Dáil debates

Tuesday, 23 November 2021

Climate Action Plan 2021: Statements

 

5:15 pm

Photo of Jennifer WhitmoreJennifer Whitmore (Wicklow, Social Democrats) | Oireachtas source

I welcome the opportunity to debate the climate action plan. As the Minister of State said, it is very welcome we have opportunities like this to have these discussions. I welcome also the intention from the Government side and the talk of urgency, ambition and the need to actually get moving. I appreciate the comments from Deputy Leddin and look forward to working with him on the committee to ensure we put meat around those comments.

I believe the climate action plan is ambitious. The difficulty with it is whether it is achievable and whether it is going to be achievable by the Government. In order for us to determine whether that is the case, we need to look at past delivery on targets set down by the Government and how it is doing on achieving those. I am not looking back to previous Governments. I am talking about commitments that have been made by the Green Party, Fianna Fáil and Fine Gael in the current Dáil.

**INFORMATION PROVIDED**.
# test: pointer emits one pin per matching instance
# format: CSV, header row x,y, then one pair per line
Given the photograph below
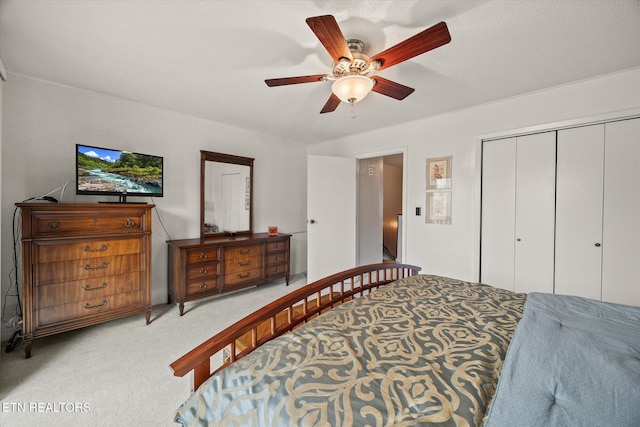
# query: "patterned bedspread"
x,y
424,349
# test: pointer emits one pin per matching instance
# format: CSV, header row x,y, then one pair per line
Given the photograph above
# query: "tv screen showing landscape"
x,y
116,172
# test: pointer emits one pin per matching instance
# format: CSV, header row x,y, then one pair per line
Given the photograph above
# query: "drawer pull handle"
x,y
89,306
89,288
100,267
102,248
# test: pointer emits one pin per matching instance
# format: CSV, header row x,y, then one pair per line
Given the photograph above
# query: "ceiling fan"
x,y
351,67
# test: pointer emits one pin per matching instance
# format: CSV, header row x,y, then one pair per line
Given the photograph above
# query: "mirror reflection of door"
x,y
226,197
232,199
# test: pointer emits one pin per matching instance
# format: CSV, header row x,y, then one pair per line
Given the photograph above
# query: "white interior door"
x,y
331,210
621,256
579,211
498,213
535,212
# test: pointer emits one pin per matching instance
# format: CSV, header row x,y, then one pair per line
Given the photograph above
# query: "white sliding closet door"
x,y
535,212
518,213
621,253
498,213
579,211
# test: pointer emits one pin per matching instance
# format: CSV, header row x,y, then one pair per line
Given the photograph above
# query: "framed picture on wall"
x,y
439,173
438,207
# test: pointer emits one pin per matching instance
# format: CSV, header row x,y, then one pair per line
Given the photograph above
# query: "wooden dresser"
x,y
210,266
83,264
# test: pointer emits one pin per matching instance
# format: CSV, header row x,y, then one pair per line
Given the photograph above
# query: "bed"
x,y
384,345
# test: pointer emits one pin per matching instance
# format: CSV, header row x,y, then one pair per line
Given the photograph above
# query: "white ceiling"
x,y
210,58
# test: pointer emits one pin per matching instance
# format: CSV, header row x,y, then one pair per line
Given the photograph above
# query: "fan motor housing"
x,y
360,64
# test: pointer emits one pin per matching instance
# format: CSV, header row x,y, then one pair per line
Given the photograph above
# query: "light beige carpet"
x,y
117,373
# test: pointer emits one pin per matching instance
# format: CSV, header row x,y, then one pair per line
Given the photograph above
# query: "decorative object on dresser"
x,y
210,266
83,264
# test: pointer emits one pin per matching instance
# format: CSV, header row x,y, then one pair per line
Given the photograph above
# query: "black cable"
x,y
160,219
15,262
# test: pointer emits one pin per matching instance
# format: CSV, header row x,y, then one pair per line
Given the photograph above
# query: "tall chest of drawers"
x,y
83,264
200,268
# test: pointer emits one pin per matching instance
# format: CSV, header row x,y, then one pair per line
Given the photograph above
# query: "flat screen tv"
x,y
110,172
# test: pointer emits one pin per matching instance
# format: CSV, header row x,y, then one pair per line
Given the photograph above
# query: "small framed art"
x,y
439,173
438,207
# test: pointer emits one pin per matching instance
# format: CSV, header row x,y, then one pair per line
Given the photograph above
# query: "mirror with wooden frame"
x,y
226,194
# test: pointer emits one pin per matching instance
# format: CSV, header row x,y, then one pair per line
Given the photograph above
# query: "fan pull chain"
x,y
353,107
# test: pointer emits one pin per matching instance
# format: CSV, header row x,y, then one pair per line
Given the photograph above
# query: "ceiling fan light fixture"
x,y
352,88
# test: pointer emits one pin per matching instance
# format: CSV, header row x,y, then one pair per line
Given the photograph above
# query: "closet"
x,y
559,212
518,176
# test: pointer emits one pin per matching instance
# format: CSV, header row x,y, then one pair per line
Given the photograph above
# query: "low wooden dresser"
x,y
211,266
83,264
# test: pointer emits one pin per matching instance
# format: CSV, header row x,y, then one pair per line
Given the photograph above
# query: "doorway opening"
x,y
379,209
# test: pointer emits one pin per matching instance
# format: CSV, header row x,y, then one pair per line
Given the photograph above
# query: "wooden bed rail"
x,y
285,314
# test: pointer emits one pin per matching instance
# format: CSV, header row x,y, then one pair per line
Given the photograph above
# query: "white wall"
x,y
453,250
43,122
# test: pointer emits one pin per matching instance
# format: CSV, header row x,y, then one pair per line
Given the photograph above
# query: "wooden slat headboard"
x,y
285,314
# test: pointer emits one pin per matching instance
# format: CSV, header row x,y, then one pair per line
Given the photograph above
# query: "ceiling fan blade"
x,y
331,105
295,80
328,32
422,42
392,89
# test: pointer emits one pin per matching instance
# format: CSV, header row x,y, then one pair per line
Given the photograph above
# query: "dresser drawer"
x,y
68,224
202,271
88,307
203,255
277,258
238,265
242,276
85,249
204,285
242,253
78,290
280,245
277,270
62,271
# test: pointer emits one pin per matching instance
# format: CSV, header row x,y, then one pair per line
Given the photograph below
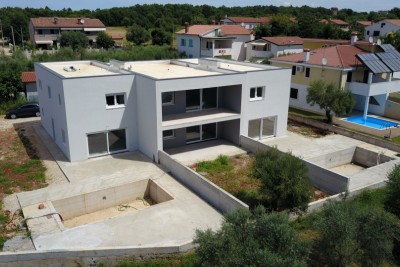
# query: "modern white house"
x,y
47,31
92,109
226,41
267,47
381,28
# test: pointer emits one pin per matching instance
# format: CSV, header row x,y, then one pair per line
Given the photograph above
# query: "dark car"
x,y
24,110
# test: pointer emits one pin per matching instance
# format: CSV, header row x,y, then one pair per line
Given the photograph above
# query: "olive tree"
x,y
285,183
252,239
330,98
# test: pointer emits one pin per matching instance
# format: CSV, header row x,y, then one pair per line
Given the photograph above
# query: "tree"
x,y
252,239
75,40
160,37
352,235
330,98
284,179
104,40
392,201
137,34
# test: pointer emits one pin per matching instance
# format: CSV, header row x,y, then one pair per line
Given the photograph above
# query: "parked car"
x,y
25,110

**TASK SET**.
1/ In the Dáil debate excerpt, which constituency and party does Jennifer Whitmore represent?
2/ Name every political party mentioned in the Dáil debate excerpt.
The data have no role in this work.

**RESULTS BY TASK**.
1/ Wicklow, Social Democrats

2/ Social Democrats, Green Party, Fianna Fáil, Fine Gael